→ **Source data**
*****

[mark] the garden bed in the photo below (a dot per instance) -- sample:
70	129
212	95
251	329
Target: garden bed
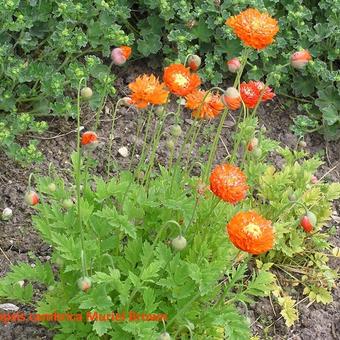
20	242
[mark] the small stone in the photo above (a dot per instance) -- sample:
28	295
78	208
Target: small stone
123	151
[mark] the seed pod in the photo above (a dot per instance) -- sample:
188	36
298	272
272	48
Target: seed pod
164	336
176	130
194	62
84	283
170	144
86	92
31	198
179	242
67	203
52	187
7	213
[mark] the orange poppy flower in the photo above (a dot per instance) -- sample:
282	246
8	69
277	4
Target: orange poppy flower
204	106
180	80
229	183
251	232
251	92
89	137
254	28
231	98
148	90
126	51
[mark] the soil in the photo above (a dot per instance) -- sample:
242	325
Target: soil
18	240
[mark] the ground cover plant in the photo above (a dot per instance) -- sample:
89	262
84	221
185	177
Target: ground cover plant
187	242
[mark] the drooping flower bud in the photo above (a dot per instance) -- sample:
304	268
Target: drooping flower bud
194	62
120	55
300	59
252	144
7	214
176	130
164	336
231	98
308	222
233	65
89	139
314	180
179	242
31	198
52	187
86	92
84	283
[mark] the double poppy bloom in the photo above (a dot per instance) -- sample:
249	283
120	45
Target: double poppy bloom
179	80
229	183
255	29
146	90
251	92
251	232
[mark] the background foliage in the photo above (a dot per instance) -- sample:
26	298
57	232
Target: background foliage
47	46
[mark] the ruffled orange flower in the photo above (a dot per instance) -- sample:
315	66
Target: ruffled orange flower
251	92
204	106
229	183
146	90
126	51
251	232
180	80
231	98
254	28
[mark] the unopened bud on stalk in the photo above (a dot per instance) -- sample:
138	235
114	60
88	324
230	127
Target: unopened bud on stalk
7	213
300	59
86	92
194	62
176	130
84	283
233	65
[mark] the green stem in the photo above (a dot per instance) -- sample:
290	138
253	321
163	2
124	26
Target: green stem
80	224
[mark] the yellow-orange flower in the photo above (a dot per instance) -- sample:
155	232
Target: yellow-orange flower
126	51
254	28
180	80
204	105
251	232
229	183
146	90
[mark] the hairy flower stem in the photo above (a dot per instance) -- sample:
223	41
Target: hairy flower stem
111	137
142	158
77	176
213	149
103	99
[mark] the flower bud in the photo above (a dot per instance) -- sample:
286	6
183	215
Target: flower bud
233	65
308	222
194	62
67	203
89	139
170	144
179	242
176	130
7	214
117	56
52	187
164	336
300	59
31	198
231	98
314	180
84	283
86	92
252	144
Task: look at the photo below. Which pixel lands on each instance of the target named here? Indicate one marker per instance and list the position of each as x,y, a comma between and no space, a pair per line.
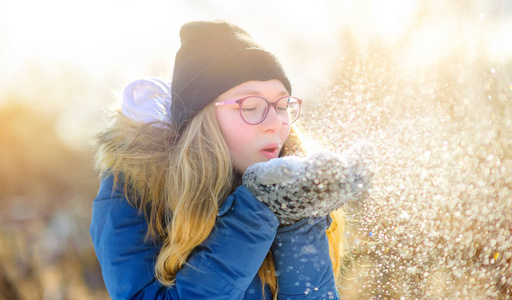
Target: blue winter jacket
225,266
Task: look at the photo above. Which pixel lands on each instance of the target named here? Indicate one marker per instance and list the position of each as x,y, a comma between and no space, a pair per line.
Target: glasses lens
288,109
253,109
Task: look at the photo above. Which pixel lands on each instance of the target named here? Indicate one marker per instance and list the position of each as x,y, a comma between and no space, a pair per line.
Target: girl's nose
272,121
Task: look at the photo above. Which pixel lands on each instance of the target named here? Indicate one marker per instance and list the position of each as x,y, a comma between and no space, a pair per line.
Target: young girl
200,196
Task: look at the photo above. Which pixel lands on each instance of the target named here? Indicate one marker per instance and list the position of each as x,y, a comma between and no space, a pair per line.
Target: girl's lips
270,151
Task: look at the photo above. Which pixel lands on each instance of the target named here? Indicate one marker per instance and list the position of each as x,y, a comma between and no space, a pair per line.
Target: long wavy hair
179,180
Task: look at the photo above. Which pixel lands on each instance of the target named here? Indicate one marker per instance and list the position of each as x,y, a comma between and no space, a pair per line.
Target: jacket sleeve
303,265
222,267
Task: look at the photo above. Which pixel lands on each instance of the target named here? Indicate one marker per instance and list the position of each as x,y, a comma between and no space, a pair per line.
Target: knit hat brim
223,75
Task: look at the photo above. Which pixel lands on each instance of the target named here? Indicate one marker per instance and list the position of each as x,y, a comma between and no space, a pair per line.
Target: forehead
270,88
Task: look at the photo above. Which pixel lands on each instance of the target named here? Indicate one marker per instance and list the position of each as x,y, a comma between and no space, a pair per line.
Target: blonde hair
178,183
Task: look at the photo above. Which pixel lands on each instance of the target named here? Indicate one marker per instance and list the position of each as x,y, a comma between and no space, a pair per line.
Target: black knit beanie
215,57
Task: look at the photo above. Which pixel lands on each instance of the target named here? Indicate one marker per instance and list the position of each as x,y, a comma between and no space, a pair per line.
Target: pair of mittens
295,188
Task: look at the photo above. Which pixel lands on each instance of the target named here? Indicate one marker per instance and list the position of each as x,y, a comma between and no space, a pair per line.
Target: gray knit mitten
295,188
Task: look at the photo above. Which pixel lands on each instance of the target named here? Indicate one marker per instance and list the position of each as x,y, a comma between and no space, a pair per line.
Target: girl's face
250,144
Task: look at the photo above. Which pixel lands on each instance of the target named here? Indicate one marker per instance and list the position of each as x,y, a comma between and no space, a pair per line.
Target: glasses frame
269,104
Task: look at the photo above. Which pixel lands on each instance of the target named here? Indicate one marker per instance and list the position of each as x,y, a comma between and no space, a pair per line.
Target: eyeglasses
254,109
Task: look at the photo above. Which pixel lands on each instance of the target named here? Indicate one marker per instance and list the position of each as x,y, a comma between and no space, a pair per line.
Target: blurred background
428,82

*****

→ **WORK REQUIRED**
Keep the pictures out and transcribe the entries exactly.

→ **THE ANSWER**
[mark] the garden bed in the photo below (a dot per instance) -- sample:
70	129
212	95
251	329
Target: garden bed
20	242
[mark] the small stone in the photo above (a dot per instance) -- sample:
28	295
78	208
Target: small stone
123	151
[mark] the seed pod in the photo above (a dot per instance) -- sample:
188	36
298	272
272	48
Target: seed pod
164	336
176	130
194	62
84	283
170	144
86	92
31	198
179	242
67	203
52	187
7	213
[mark] the orange poppy flower in the photo above (a dot per instance) -- sample:
282	246
8	69
277	4
Target: orange poppy flower
204	106
180	80
229	183
251	232
251	92
89	137
254	28
231	98
148	90
126	51
[mark] the soil in the photo above (a dot per instance) -- sample:
242	325
Target: soil
18	240
[mark] the ground cover plant in the photo above (a dot per instance) -- sample:
89	262
84	221
185	177
Target: ground cover plant
187	242
[mark] the drooping flower bud in the photo above (a dot per instance) -- sample:
304	268
Target: drooping flower bud
194	62
120	55
300	59
252	144
7	214
176	130
164	336
231	98
308	222
233	65
89	139
314	180
179	242
31	198
52	187
86	92
84	283
[mark] the double poppy bloom in the photo above (a dot per instance) -- sample:
249	283
120	45
Target: double poppy bloom
179	80
229	183
255	29
146	90
251	92
251	232
[mark] the background foliage in the photo above (a dot per instance) -- sample:
26	298
57	232
Target: background foliage
47	46
[mark] the ruffled orange flower in the photo above (a dot per instance) -- sample:
315	66
Target: ruffled orange flower
251	92
204	106
229	183
146	90
126	51
251	232
180	80
231	98
254	28
[mark] the unopened bud on stalk in the photo above (a dot per instance) -- sample:
138	235
114	60
88	324
230	127
Target: unopened bud on stalk
7	213
300	59
86	92
194	62
176	130
84	283
233	65
[mark] the green stem in the photo above (a dot per instance) -- sample:
290	138
253	321
163	2
124	26
Target: green stem
80	224
[mark] the yellow-orange flower in the photo above (a dot per instance) -- sample:
155	232
Target: yellow-orange flower
126	51
254	28
180	80
204	105
251	232
229	183
146	90
[mark] the hairy flower stem in the photo above (a dot per instance) -- sample:
223	41
Target: hairy flower stem
111	137
142	158
77	176
213	149
103	99
[mark] the flower bud in the photo above (a dot per instance) -- sample:
286	6
183	215
Target: flower bud
233	65
308	222
194	62
67	203
89	139
170	144
179	242
176	130
7	214
117	56
52	187
164	336
300	59
31	198
231	98
314	180
84	283
86	92
252	144
Task: look at the photo below. Which pixel lands on each instance of the target named here? Indicate one marker per instance and list the position of each as x,y, a comma between and no space, a pair per line.
Target: blue winter jacket
225,266
Task: look at the photo above. Which pixel lands on each instance of the target named here? Indicate one marker per instance and list the position of each as x,y, a comma between and no space, a pair per line.
Target: glasses lens
288,109
253,109
Task: look at the photo above. Which pixel lands on each instance of the target named here? Indicate one marker per instance and list the position of each as x,y, a comma between and no space, a pair per line.
Target: girl's nose
272,121
Task: look at the photo above. Which pixel lands on each instance of the target named here? Indicate one marker per instance and list the position of each as x,y, a comma between and no space, a pair per line.
Target: young girl
200,196
Task: look at the photo above. Which pixel lands on each instance of the target named here? Indicate one marker per instance and list the position of each as x,y, a comma between and no space, a pair per line.
Target: girl's lips
270,151
Task: look at the photo above. Which pixel lands on each instance of the target named here? Indicate one marker per instance and list the position of each as x,y, a comma between and no space, a pair per line.
Target: long wavy hair
179,180
Task: look at the photo above. Which pixel lands on each instance of the target named here? Indicate one marker per instance and list the position of each as x,y, a comma between and no space, a pair per line.
Target: jacket sleeve
303,265
222,267
Task: look at the photo above. Which pixel lands on each instance of the target named here? Indicate one marker per instance and list the position of each as x,y, a comma between and no space, a pair per line.
Target: knit hat brim
223,75
Task: look at the photo above. Which pixel lands on each instance of the target named here? Indicate one marker per instance and list the position of each as x,y, a comma between and no space, a pair per line.
Target: forehead
270,88
Task: look at the photo above. Which pixel lands on each instance of the target named here? Indicate one marker per instance and list the position of each as x,y, a comma between and no space, a pair per line.
Target: blonde hair
178,183
Task: look at the photo above. Which pixel lands on each instance of the target named here? Indicate one marker per instance and list the position of each as x,y, a comma between and no space, a pair per line.
Target: black knit beanie
215,57
Task: look at the photo above. Which pixel lands on each instance of the target named here? Indicate one marker per instance and list the position of each as x,y, a comma between and no space, a pair per line.
Target: pair of mittens
295,188
Task: look at the photo above. Which pixel lands on each instance of the target named here? Indicate one marker per instance and list the position of each as x,y, a comma between and no space, a pair per line.
Target: gray knit mitten
295,188
Task: look at the photo above. Which pixel lands on each instance of the target named here? Indicate one marker per instance and list the position of each as x,y, a comma between and no space, a pair per line.
Target: girl's face
250,144
Task: look at the photo above. Which pixel lands on each instance of the target named here? Indicate one marker per instance and list the position of each as x,y, a comma between and no space, a pair per line.
Target: glasses frame
269,104
Task: look at the photo above. Which pixel lands on each instance of the target named here? Indicate one marker per instance and list the position of each as x,y, a comma between and no space, a pair per line.
Target: eyeglasses
254,109
Task: look at the photo above. Which pixel lands on each instance of the target named here? Indicate one marker per instance and list the position of each as x,y, a comma between and no space, a pair per line.
Target: blurred background
428,82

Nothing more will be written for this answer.